• **INSTRUCTIONS FOR THE TASK**
Print out the full listing exactly as it reads.

• **RECORDS FOR PROCESSING**
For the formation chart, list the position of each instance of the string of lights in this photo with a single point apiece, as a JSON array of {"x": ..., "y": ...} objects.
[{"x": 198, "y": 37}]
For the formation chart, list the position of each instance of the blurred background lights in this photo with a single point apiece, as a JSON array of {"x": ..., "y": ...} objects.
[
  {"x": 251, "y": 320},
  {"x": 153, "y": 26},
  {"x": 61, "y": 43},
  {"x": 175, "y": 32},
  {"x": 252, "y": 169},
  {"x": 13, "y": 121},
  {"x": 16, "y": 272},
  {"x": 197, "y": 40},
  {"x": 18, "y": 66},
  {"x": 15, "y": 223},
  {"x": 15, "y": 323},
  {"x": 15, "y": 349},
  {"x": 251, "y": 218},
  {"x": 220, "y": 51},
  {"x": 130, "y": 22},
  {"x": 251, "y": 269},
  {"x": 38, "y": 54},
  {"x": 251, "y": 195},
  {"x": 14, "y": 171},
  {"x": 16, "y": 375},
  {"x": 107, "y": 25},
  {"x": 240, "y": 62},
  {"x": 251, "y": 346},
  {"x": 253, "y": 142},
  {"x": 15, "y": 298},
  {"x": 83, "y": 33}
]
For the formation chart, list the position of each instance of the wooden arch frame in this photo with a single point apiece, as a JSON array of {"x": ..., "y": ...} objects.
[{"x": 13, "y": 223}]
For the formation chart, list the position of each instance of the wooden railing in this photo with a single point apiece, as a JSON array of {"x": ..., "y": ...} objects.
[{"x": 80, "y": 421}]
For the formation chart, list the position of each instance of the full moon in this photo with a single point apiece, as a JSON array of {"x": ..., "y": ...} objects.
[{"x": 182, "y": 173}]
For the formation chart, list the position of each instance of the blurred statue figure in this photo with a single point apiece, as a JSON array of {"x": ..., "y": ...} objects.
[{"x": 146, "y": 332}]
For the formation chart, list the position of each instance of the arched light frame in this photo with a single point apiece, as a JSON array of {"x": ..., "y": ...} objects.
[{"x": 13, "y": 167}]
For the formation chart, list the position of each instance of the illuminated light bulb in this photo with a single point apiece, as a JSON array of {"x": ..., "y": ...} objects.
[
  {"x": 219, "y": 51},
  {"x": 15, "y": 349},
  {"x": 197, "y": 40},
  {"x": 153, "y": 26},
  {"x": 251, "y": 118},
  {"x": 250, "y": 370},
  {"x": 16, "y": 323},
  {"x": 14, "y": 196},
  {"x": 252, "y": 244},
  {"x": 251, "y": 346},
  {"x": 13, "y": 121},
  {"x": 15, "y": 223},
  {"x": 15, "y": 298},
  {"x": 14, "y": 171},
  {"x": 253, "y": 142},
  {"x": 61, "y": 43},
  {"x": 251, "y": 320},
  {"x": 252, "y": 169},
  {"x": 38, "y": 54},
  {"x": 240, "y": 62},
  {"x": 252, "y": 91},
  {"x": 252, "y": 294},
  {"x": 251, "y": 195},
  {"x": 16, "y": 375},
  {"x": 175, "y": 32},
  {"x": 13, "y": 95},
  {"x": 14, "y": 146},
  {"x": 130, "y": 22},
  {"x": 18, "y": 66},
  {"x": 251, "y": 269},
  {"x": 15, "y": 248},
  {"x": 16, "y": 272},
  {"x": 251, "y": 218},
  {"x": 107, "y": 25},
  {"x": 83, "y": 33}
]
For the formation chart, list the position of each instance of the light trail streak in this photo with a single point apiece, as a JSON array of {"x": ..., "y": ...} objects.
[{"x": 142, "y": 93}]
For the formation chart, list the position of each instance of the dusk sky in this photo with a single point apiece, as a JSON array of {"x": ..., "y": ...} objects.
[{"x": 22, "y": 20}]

• **SOLUTION FOR THIS EXERCISE**
For the formation chart, list the position of each instance of the string of lights in this photo with a single point apiece, as a JSON array of {"x": ..., "y": ...} objects.
[{"x": 198, "y": 37}]
For the formation chart, list the position of each instance of the blurred background lights in this photo with a single point apiece, as a JSON array of {"x": ..., "y": ...} objects.
[
  {"x": 251, "y": 320},
  {"x": 153, "y": 26},
  {"x": 61, "y": 43},
  {"x": 175, "y": 32},
  {"x": 252, "y": 169},
  {"x": 13, "y": 121},
  {"x": 16, "y": 272},
  {"x": 197, "y": 40},
  {"x": 18, "y": 66},
  {"x": 15, "y": 223},
  {"x": 15, "y": 323},
  {"x": 15, "y": 349},
  {"x": 251, "y": 218},
  {"x": 220, "y": 51},
  {"x": 130, "y": 22},
  {"x": 251, "y": 269},
  {"x": 38, "y": 54},
  {"x": 251, "y": 195},
  {"x": 14, "y": 171},
  {"x": 16, "y": 375},
  {"x": 107, "y": 25},
  {"x": 240, "y": 62},
  {"x": 251, "y": 346},
  {"x": 253, "y": 142},
  {"x": 15, "y": 298},
  {"x": 83, "y": 33}
]
For the formation chart, list the position of each instance of the wooden arch frame in this photo with a single point apiece, as a JSON array of {"x": ..., "y": ...} objects.
[{"x": 13, "y": 223}]
For the formation chart, list the position of each instance of the wooden railing in this photo with a single point apiece, as a JSON array of {"x": ..., "y": ...} objects.
[{"x": 80, "y": 421}]
For the formation chart, list the position of each instance of the full moon in this photo with a single point apiece, as a JSON array of {"x": ..., "y": ...} objects.
[{"x": 182, "y": 173}]
For the formation chart, list the position of each instance of the blurred statue figure in this photo with a single point apiece, as a JSON array of {"x": ..., "y": ...} objects.
[{"x": 146, "y": 332}]
For the formation chart, list the position of each instance of the arched light frame in this photo with a single point apiece, as a JSON array of {"x": ..., "y": ...} objects.
[{"x": 13, "y": 167}]
For the formation chart, list the position of each instance of the illuminated light bulb in this photo with a single point apiece, as a JSON array of {"x": ..., "y": ...} objects.
[
  {"x": 219, "y": 51},
  {"x": 15, "y": 349},
  {"x": 197, "y": 40},
  {"x": 153, "y": 26},
  {"x": 251, "y": 118},
  {"x": 250, "y": 370},
  {"x": 16, "y": 323},
  {"x": 14, "y": 196},
  {"x": 252, "y": 244},
  {"x": 251, "y": 346},
  {"x": 13, "y": 121},
  {"x": 15, "y": 223},
  {"x": 15, "y": 298},
  {"x": 14, "y": 171},
  {"x": 253, "y": 142},
  {"x": 61, "y": 43},
  {"x": 251, "y": 320},
  {"x": 252, "y": 169},
  {"x": 38, "y": 54},
  {"x": 240, "y": 62},
  {"x": 252, "y": 91},
  {"x": 252, "y": 294},
  {"x": 251, "y": 195},
  {"x": 16, "y": 375},
  {"x": 175, "y": 32},
  {"x": 13, "y": 95},
  {"x": 14, "y": 146},
  {"x": 130, "y": 22},
  {"x": 18, "y": 66},
  {"x": 251, "y": 269},
  {"x": 15, "y": 248},
  {"x": 16, "y": 272},
  {"x": 251, "y": 218},
  {"x": 107, "y": 25},
  {"x": 83, "y": 33}
]
For the formation chart, list the position of each instance of the light trail streak in this photo with a single point apiece, as a JSON array of {"x": ..., "y": ...} objects.
[{"x": 142, "y": 93}]
For the formation chart, list the position of each instance of the dusk sky in this photo with a single point apiece, as a JSON array of {"x": ..., "y": ...} objects.
[{"x": 22, "y": 20}]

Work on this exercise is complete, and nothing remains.